▶ _PROBLEM_
Gather each line of the records below that contains the word "every". Case counts.

>> Start PROVIDED DATA

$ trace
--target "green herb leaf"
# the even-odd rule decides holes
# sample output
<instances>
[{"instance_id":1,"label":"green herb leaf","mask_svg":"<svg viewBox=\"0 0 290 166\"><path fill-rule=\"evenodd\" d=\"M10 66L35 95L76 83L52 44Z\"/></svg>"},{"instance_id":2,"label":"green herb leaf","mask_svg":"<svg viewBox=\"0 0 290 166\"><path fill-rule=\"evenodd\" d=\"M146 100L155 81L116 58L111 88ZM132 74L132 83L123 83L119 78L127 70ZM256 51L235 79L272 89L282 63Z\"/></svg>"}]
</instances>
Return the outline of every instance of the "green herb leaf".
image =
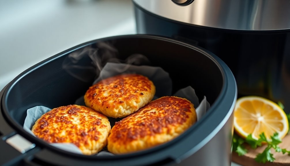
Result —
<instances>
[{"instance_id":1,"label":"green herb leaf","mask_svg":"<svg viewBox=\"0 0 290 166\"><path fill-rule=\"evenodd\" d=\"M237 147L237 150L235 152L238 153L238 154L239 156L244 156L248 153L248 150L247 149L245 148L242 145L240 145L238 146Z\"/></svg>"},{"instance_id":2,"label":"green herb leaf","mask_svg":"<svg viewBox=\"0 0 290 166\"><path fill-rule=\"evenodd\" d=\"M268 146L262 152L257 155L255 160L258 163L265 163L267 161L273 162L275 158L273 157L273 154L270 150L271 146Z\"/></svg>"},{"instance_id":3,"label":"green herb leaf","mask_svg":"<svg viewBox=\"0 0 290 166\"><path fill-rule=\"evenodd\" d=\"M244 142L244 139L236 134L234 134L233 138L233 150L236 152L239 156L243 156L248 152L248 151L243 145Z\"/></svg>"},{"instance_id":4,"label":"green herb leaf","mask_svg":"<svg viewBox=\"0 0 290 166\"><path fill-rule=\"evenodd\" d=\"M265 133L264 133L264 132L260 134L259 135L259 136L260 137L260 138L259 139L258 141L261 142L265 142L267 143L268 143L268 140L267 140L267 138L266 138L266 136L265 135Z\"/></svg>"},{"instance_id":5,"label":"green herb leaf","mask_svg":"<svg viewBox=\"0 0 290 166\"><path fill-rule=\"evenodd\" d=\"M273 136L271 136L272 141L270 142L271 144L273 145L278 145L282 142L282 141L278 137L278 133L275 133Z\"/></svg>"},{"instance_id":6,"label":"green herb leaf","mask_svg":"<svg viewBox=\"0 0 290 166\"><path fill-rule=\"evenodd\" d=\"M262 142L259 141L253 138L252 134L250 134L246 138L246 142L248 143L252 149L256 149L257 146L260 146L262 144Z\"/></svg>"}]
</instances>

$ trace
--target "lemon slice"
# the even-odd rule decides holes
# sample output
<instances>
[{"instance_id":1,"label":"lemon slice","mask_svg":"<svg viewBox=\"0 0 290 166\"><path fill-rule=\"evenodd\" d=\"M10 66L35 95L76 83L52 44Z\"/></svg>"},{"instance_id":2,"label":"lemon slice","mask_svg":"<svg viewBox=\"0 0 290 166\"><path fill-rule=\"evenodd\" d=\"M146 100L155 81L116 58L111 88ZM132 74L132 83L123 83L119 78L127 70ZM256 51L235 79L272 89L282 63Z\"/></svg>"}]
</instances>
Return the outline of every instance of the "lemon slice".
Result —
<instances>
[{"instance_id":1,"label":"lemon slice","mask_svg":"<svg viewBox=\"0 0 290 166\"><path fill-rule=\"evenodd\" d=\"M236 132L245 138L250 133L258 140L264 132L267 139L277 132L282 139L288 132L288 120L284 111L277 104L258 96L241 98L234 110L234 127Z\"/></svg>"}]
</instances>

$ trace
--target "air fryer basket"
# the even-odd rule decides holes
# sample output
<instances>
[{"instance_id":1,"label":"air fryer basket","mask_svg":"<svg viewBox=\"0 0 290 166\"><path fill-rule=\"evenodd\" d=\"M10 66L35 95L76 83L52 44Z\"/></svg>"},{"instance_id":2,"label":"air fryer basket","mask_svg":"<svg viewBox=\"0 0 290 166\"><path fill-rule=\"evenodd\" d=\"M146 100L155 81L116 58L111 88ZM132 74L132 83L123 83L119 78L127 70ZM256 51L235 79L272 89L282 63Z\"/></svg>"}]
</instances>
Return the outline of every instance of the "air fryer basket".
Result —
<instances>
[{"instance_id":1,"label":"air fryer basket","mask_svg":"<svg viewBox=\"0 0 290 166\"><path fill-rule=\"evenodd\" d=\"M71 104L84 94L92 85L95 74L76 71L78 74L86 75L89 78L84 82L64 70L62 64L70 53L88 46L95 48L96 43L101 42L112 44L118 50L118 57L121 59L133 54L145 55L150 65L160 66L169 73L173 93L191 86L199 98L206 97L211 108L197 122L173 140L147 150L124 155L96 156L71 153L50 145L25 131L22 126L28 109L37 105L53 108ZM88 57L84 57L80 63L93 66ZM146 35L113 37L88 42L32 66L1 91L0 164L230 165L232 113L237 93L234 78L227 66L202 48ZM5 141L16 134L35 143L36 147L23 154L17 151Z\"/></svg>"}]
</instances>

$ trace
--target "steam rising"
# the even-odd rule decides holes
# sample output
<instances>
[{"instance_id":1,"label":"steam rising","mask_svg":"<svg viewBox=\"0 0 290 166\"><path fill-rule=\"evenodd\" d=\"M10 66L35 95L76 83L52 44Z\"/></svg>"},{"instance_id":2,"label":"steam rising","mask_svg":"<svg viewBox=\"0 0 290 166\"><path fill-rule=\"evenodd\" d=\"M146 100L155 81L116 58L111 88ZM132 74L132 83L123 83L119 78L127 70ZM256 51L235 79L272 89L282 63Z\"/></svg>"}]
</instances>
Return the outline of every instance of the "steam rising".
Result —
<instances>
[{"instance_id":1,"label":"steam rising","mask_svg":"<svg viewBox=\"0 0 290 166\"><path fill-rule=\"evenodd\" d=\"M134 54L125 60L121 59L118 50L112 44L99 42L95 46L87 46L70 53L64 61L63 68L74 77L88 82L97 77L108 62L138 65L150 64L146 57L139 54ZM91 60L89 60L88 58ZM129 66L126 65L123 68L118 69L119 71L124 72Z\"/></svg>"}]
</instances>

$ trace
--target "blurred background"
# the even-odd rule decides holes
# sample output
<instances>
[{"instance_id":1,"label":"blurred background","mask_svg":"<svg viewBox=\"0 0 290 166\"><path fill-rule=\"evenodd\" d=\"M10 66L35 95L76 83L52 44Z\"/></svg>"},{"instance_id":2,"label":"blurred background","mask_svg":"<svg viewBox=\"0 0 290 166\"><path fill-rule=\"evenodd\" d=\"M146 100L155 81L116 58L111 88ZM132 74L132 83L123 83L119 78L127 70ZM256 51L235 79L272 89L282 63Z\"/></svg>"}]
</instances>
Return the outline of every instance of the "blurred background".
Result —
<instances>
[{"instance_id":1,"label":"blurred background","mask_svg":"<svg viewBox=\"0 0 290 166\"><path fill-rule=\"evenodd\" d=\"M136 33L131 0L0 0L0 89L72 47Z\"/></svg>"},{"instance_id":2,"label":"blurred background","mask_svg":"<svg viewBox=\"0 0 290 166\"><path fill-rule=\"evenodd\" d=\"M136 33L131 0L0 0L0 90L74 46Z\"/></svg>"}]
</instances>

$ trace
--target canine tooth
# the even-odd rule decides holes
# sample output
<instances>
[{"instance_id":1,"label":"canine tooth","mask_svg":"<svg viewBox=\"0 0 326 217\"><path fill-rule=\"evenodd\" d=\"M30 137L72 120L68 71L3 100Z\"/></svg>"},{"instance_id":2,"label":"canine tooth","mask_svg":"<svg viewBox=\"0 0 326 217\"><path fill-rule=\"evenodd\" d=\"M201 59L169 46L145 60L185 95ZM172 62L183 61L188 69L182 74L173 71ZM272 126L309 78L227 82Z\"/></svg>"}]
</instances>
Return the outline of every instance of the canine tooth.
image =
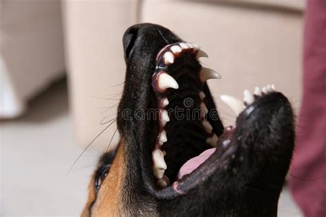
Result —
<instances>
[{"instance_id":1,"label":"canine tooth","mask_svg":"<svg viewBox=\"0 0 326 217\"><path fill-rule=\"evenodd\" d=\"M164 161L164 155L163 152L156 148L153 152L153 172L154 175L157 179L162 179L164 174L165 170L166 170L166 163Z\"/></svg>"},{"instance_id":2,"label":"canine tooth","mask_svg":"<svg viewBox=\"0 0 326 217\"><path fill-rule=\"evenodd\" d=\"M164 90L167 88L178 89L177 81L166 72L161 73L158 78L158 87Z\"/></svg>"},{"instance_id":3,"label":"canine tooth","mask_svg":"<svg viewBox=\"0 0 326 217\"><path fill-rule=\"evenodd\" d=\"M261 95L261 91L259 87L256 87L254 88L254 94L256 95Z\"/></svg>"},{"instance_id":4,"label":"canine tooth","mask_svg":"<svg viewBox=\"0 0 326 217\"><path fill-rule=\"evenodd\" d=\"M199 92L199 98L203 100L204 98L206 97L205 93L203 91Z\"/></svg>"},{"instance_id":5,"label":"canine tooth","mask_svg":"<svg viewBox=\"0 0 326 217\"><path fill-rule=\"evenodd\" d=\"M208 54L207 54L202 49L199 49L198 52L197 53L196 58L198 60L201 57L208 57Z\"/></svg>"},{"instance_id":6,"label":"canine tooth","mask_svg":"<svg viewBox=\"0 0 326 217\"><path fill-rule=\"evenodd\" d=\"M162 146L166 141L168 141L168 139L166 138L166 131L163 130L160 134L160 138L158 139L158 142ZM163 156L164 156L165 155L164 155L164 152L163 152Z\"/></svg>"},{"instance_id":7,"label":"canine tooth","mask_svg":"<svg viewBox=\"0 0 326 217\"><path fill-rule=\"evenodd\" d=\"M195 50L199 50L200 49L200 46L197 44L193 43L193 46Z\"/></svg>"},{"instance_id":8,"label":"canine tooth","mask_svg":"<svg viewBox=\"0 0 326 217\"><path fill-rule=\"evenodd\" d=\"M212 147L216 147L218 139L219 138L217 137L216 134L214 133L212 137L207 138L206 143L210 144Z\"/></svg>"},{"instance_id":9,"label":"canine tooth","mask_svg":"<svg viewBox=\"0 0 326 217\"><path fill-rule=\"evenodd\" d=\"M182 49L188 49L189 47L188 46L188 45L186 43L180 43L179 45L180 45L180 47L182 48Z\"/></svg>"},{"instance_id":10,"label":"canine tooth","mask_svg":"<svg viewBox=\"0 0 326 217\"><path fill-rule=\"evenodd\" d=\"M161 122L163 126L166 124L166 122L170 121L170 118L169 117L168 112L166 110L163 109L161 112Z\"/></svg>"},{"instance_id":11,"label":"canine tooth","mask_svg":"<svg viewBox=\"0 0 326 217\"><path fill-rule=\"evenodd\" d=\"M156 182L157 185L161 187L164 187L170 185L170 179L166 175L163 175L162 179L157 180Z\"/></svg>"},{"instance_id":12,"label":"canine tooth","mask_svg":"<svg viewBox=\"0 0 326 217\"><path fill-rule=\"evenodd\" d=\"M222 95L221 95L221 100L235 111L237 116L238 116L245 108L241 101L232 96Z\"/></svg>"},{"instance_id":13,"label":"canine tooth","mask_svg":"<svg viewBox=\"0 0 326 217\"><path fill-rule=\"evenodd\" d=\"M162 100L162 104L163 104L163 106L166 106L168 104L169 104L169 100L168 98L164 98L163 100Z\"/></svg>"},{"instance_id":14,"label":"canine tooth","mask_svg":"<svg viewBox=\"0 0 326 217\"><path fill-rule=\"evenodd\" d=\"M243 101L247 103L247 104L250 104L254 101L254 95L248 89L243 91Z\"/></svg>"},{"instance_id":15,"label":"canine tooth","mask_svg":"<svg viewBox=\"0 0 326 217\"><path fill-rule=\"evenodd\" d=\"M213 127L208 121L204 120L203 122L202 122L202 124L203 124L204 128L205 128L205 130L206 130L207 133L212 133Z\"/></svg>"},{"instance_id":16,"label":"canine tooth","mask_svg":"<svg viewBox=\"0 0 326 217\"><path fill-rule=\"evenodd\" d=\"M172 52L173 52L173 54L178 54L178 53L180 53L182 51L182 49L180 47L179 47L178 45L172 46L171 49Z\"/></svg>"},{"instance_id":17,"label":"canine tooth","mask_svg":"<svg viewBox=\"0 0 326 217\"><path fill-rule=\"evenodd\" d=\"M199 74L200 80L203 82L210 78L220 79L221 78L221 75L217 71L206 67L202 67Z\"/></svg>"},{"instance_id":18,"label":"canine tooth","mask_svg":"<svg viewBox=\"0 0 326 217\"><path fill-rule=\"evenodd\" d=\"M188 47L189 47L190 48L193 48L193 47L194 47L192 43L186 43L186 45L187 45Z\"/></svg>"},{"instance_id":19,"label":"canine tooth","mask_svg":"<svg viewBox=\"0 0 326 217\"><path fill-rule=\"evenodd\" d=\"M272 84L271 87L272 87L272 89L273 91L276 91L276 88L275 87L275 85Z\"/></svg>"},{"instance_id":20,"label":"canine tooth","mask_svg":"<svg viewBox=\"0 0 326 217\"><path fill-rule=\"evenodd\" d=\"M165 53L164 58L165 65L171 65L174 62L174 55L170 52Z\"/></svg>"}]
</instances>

>> End PROVIDED DATA

▶ _RESPONSE TO THE EXERCISE_
Return the outline of every instance of the "green herb leaf".
Return the outline of every instance of the "lemon slice".
Return the outline of every instance of the "air fryer basket".
Return the outline of every instance of the "steam rising".
Return the outline of every instance of the "blurred background".
Return the outline of every instance of the canine tooth.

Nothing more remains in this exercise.